[GIVEN REQUEST]
Every line from the one with "out the ear" to the end of the data needs to be copied exactly, and no line before it.
....
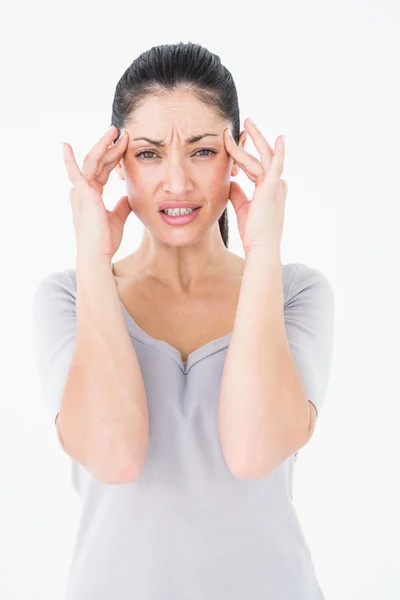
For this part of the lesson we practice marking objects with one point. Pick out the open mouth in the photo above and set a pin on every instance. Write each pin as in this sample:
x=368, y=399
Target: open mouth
x=183, y=215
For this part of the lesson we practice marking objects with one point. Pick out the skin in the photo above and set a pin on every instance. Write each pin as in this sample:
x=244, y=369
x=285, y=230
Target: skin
x=183, y=259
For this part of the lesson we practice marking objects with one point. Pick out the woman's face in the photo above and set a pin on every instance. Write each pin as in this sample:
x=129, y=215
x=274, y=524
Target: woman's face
x=196, y=172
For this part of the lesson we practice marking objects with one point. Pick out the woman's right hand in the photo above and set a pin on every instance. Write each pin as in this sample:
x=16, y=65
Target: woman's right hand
x=98, y=231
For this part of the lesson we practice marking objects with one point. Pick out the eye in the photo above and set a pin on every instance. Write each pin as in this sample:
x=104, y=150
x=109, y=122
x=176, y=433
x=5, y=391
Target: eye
x=206, y=150
x=150, y=152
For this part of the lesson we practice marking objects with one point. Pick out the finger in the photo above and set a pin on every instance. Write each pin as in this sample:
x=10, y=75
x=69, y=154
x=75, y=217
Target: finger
x=111, y=159
x=250, y=164
x=263, y=148
x=237, y=196
x=91, y=160
x=122, y=209
x=278, y=158
x=74, y=173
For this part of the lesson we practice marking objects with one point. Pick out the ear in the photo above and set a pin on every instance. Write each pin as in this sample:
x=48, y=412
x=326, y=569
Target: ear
x=241, y=143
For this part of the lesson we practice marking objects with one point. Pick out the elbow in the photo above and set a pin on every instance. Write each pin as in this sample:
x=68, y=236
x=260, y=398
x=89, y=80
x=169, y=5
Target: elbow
x=119, y=476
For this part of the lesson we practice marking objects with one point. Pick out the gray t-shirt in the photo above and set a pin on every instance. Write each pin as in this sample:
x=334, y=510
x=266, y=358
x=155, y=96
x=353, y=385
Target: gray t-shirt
x=187, y=528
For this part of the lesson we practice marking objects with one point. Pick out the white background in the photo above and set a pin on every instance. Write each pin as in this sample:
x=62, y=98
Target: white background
x=326, y=75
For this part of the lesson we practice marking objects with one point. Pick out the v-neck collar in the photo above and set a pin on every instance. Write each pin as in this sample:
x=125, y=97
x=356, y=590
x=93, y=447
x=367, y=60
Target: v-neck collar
x=140, y=335
x=206, y=350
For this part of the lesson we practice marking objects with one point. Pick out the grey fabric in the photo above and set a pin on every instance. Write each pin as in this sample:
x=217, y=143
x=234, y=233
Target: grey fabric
x=188, y=528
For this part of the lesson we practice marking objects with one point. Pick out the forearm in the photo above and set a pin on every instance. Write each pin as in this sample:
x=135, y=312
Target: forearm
x=104, y=416
x=263, y=410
....
[OUTPUT BELOW]
For this part of the lesson we practice marking objects with one point. Pick out the ear in the photo above and set a pin on every instance. Write each pin as in this sample:
x=48, y=412
x=326, y=569
Target: ear
x=241, y=143
For this part of the lesson we practice marking objects with one point. Pick out the elbow in the photo above and set a pin on every instance. Write each pin as in this sample:
x=68, y=236
x=260, y=398
x=89, y=80
x=169, y=5
Target: elbow
x=119, y=476
For this part of the lesson we practice marking objects with one point. Pick out the gray t-shirt in the photo above and set a pin on every instance. Write each pin as in this sample:
x=334, y=510
x=266, y=358
x=155, y=96
x=353, y=385
Target: gray t-shirt
x=187, y=528
For this part of the lesson we practice marking objects with one point. Pick out the white background in the photo above and set a pin on every instance. Write each pin as in this sample:
x=62, y=98
Target: white background
x=326, y=75
For this part of the lesson we practice marking objects with one point. Pick out the v-neck collar in the photo above and set a pin on every instance. Write each pin as in this sample:
x=125, y=97
x=356, y=590
x=93, y=447
x=367, y=60
Target: v-neck collar
x=140, y=335
x=206, y=350
For this part of the lesson we practice marking objects with one point. Pick out the grey fabric in the photo above and set a pin on every instance. Write each pin as in this sample:
x=217, y=143
x=234, y=233
Target: grey fabric
x=188, y=528
For this part of the lesson we practice marking objects with one point. Pick out the forearm in the photo above and set a pin on every instance. Write each pin as in this sample:
x=135, y=312
Target: forearm
x=104, y=416
x=263, y=410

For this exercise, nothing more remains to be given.